* What is asked
Filter the material below and copy every line that contains the string "pedestrian".

* Exercise inputs
::::::::

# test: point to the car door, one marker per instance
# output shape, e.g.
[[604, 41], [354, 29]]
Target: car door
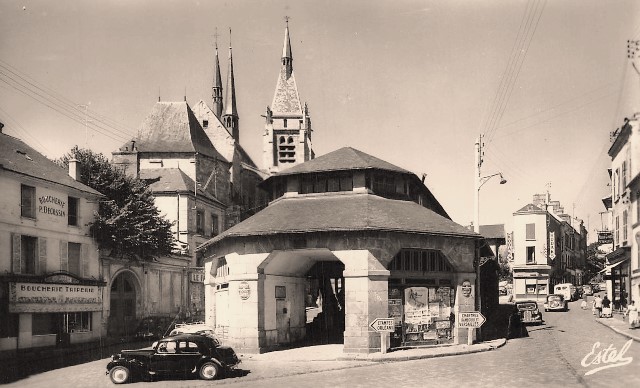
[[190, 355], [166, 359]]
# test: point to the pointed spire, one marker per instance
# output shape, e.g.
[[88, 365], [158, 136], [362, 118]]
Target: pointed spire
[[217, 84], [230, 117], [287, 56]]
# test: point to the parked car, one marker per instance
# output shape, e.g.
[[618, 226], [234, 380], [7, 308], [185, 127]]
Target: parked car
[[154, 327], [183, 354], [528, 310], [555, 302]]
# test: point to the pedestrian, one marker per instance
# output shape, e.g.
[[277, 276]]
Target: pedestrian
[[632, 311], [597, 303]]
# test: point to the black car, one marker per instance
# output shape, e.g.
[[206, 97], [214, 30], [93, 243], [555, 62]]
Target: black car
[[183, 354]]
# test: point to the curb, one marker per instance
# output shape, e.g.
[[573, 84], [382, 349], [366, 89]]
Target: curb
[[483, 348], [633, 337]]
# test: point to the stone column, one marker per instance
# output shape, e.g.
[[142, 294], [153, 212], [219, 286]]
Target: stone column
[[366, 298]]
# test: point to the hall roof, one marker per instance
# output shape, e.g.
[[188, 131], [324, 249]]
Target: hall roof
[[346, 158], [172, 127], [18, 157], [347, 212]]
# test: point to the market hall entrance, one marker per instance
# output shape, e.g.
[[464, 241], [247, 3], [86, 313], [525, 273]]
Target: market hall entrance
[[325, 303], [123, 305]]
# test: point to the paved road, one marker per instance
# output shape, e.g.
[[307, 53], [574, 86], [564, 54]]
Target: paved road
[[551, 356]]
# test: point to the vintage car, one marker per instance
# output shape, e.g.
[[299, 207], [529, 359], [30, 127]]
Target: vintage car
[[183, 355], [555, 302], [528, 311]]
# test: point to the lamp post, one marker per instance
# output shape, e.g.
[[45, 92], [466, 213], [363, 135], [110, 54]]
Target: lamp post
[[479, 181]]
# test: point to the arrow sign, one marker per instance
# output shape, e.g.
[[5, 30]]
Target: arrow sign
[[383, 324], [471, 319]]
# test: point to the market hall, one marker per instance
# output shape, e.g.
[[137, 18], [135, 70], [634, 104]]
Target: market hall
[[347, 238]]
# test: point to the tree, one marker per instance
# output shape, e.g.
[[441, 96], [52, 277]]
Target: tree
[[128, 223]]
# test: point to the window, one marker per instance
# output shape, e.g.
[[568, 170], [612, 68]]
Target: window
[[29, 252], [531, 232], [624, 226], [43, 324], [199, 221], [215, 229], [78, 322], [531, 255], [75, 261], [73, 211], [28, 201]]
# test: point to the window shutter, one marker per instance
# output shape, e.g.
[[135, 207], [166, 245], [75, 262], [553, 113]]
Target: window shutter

::::::::

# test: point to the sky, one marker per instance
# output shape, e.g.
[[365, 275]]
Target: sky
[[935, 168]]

::::::::

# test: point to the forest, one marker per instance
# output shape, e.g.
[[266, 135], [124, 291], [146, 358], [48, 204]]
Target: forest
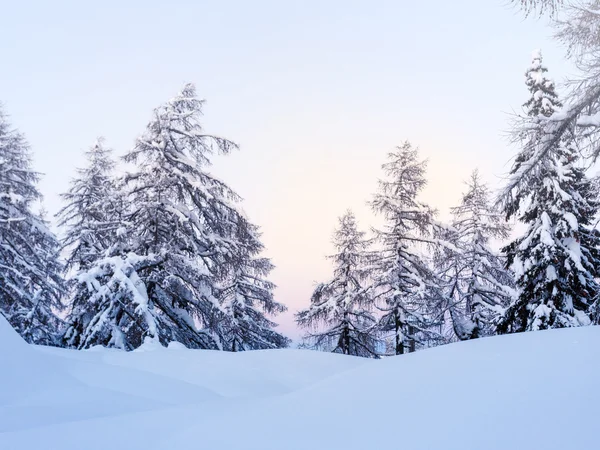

::::::::

* Task answer
# test: point to the pedestrian, one marker per instance
Target: pedestrian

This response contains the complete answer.